Tuesday, August 2, 2016

One Singular...Well, You Know

Well, there you are.   After a stretch of less than wonderful years at the Hollywood Bowl, the venue serves up the best evening for me...perhaps ever.   Okay, I may be gushing a bit too much.   Maybe their rendition of "A Chorus Line" wasn't as great as I thought it was.   And perhaps some of the other shows over the past several years weren't as bad as I remembered.   But, who cares?   Their production last weekend of the legendary "A Chorus Line" was a terrific surprise.   Broadway quality three thousand miles away.

Everybody has seen some version of "A Chorus Line" in their life, right?  Right? For me, the number of times being in the audience is probably five or six.   At one point, it was my official "date" show.   You know, there's a girlfriend and you don't feel things are complete until you've seen "A Chorus Line" together.   Or something stupid like that.   Well, anyway, the show is always magical.   I did not see the recent 2006 revival, but I have seen several times the spectacular documentary about its casting called "Every Little Step."   It was an ingenious film.   How to cast people into a show business job that is all about being cast in a show business job.   Check that movie out when you can.

Required work
A: Copy the part of the Chorus Line post that opens with the words containing "One Singular...Well, You" and closes with "thousand miles away.", substituting "Greek Theatre" for "Hollywood Bowl".
B: Resume the Chorus Line post and keep writing from its final sentence.

Record set
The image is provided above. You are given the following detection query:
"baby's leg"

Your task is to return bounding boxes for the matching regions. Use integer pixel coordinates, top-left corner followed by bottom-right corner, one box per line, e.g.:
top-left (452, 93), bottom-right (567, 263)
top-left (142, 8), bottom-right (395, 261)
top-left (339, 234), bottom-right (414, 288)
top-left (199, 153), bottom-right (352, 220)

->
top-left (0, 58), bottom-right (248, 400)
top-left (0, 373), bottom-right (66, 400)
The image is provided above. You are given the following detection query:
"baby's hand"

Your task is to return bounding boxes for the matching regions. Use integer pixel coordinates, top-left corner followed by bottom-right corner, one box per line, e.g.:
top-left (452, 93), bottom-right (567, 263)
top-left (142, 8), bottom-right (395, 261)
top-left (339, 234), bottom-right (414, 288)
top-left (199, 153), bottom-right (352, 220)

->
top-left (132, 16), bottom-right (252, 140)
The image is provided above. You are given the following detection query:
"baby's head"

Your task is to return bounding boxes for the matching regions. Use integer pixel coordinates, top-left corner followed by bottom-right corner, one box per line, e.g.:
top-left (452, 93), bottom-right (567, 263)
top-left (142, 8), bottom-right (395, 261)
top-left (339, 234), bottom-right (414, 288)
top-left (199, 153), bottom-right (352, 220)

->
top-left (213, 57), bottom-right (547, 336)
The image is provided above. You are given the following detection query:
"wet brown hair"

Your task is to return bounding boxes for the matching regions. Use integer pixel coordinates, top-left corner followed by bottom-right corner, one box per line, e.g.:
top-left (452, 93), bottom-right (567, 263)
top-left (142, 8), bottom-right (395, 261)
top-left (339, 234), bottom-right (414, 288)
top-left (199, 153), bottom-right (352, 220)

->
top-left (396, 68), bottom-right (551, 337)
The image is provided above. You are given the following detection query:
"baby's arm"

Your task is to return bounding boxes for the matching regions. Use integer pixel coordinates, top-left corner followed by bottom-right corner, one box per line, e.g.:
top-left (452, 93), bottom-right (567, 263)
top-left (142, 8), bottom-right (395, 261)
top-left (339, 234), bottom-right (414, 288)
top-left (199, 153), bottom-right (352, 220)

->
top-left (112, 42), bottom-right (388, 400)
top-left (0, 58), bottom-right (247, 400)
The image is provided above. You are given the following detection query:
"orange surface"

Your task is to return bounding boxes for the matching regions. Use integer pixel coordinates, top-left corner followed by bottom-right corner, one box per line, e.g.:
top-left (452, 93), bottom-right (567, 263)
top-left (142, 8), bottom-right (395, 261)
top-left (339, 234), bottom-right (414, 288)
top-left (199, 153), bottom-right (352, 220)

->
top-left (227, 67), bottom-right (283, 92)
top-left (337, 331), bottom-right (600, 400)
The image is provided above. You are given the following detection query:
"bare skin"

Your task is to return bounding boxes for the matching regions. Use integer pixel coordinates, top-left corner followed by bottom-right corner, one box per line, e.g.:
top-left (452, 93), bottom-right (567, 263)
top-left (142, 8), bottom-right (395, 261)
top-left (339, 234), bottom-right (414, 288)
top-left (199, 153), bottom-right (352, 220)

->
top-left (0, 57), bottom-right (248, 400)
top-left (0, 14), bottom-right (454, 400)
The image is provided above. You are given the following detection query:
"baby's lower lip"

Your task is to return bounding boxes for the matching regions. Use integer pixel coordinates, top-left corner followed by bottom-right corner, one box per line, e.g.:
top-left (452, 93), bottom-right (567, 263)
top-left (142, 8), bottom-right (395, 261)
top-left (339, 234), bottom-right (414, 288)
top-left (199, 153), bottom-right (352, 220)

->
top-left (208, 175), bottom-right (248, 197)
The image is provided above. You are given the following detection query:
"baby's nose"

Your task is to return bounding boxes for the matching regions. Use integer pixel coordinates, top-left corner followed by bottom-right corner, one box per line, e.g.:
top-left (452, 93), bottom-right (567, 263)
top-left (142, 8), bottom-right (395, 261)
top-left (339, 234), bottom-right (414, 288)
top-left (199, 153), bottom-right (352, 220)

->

Your written answers
A:
One Singular...Well, You Know

Well, there you are.   After a stretch of less than wonderful years at the Greek Theatre, the venue serves up the best evening for me...perhaps ever.   Okay, I may be gushing a bit too much.   Maybe their rendition of "A Chorus Line" wasn't as great as I thought it was.   And perhaps some of the other shows over the past several years weren't as bad as I remembered.   But, who cares?   Their production last weekend of the legendary "A Chorus Line" was a terrific surprise.   Broadway quality three thousand miles away.

B:
So, when the Hollywood Bowl does "A Chorus Line" as its annual Broadway show production, I'm in.  And glad I was.   Too bad there's no current girlfriend to share this one with.  But I did go with a couple of very talented actor pals, who definitely can identify with grueling auditions and callbacks. 

Let me do a little housekeeping before I press further.  The Hollywood Bowl sells programs for a dollar and I usually don't buy one.   No, I'm not that cheap. When it comes to a concert, I like to be surprised about what I am going to hear next.  So, as per usual, I didn't pop the buck for a program.   And later lamented that I didn't.  Because I was dying to know who was in the cast and totally delighting me with their performances.

First up is Mario Lopez.   Yes, that Mario Lopez.   A.C. Slater from "Saved by the Bell" and a thousand other TV shows.  I knew he had played Zach the director as a replacement recently on Broadway.   But I didn't expect him to be as terrific a musical stage performer as he was.   I mean, he was on "Saved by the Bell."   Right?   His sweat was figuratively and literally up on the Bowl stage for all to see.   It was an usually humid night in Los Angeles and the cast was soaking through their dance leotards.   There was some microphone outages as a result.  Luckily, no one wound up like Gary Gilmore.
Had I bought a program I would have known that the girl playing the vocally-challenged Kristine was one Courtney Lopez, who married Mario when they met on Broadway while doing the recent revival.  Had I bought a program I would have immediately recognized Krysta Rodriguez as one of the kids from TV's now defunct "Smash" and that she is a recent breast cancer survivor.  Had I bought a program I would have known that the guy playing Mike ("I Can Do That") was Robert Fairchild, a principal with the New York City Ballet and a recent star of Broadway's "An American in Paris."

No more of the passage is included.